**Task**:
Beginning with the very first line, please reproduce the entries exactly through the line containing "box: [194, 215, 228, 223]".

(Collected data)

------------

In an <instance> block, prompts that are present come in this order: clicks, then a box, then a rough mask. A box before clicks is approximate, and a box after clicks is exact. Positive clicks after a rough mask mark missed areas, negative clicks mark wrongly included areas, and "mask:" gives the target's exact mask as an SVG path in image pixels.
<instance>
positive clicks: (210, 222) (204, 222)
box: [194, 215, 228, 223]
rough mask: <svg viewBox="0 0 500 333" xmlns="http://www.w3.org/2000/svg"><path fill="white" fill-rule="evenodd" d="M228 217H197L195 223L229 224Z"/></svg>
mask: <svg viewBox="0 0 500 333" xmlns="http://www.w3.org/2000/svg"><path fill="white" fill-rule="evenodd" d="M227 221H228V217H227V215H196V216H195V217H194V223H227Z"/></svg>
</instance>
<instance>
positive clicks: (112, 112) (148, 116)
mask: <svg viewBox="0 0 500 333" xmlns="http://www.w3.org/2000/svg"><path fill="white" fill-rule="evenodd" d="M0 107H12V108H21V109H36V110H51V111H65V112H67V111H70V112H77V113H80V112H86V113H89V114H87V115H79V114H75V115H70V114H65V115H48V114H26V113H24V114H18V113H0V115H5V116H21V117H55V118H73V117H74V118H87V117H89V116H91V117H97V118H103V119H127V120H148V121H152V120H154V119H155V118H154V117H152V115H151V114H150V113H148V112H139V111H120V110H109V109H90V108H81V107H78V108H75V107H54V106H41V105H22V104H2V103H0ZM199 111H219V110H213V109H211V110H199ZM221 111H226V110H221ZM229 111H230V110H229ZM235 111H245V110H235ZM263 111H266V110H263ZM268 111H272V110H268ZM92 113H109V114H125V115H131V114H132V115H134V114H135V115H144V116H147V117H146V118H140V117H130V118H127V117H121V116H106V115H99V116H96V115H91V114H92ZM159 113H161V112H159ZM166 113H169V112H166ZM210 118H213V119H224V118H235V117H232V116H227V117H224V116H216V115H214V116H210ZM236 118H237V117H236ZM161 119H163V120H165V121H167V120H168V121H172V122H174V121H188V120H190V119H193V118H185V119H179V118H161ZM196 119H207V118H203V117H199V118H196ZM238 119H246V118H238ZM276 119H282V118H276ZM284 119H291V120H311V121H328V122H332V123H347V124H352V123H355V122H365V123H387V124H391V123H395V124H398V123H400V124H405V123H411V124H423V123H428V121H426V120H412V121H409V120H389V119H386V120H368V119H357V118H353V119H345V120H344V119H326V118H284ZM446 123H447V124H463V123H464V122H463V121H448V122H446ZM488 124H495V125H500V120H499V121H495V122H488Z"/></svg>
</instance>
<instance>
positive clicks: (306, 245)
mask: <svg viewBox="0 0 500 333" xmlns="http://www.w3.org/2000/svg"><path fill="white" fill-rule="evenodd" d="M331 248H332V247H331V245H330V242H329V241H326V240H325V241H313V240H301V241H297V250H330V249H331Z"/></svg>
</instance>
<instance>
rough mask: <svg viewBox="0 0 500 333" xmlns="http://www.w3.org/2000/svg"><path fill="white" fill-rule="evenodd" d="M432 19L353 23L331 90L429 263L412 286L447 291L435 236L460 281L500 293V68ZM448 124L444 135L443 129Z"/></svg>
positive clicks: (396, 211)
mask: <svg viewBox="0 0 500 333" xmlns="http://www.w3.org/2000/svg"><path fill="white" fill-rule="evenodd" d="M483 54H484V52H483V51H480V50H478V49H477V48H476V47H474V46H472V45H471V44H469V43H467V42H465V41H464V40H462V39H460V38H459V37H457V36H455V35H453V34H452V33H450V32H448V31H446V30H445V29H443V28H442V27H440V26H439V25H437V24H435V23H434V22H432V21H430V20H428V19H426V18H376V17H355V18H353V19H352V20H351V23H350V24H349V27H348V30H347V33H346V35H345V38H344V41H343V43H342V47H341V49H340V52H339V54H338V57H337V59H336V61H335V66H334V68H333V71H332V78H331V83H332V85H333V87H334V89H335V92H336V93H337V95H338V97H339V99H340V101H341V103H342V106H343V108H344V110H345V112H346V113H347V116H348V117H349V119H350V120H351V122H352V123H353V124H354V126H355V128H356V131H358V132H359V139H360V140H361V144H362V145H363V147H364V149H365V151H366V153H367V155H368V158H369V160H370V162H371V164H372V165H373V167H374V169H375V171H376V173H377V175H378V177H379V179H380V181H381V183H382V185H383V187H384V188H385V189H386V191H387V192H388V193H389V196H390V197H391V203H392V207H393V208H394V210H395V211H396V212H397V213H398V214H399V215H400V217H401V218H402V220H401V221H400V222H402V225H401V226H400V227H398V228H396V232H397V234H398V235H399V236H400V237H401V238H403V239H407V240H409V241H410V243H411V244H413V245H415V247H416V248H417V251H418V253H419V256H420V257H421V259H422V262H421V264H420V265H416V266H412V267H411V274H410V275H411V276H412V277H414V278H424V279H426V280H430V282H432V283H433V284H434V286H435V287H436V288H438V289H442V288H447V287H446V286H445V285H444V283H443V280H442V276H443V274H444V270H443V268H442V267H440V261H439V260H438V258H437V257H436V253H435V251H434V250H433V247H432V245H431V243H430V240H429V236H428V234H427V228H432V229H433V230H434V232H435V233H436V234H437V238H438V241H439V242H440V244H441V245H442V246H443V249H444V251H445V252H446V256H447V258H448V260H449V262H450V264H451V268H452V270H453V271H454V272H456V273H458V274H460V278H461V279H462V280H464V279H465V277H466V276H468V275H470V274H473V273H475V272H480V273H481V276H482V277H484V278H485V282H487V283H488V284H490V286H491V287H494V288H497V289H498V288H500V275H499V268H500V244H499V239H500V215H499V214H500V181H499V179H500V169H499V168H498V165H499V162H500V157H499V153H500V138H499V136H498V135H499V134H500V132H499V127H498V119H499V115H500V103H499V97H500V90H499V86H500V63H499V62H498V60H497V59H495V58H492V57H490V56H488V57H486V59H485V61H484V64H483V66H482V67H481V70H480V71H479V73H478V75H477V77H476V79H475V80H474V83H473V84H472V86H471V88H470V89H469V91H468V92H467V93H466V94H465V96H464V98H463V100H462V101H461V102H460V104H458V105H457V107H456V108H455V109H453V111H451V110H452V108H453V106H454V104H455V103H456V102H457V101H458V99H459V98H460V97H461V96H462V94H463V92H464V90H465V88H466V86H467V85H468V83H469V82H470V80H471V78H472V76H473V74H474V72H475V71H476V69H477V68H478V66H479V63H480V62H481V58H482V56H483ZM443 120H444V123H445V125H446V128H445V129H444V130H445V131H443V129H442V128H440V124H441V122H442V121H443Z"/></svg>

------------

**Output for this task**:
In an <instance> block, prompts that are present come in this order: clicks, then a box, then a rough mask. A box before clicks is approximate, and a box after clicks is exact. Positive clicks after a rough mask mark missed areas, negative clicks mark wrongly included areas, and "mask:" gives the target's exact mask as an SVG path in image pixels.
<instance>
positive clicks: (210, 222) (204, 222)
box: [194, 215, 228, 223]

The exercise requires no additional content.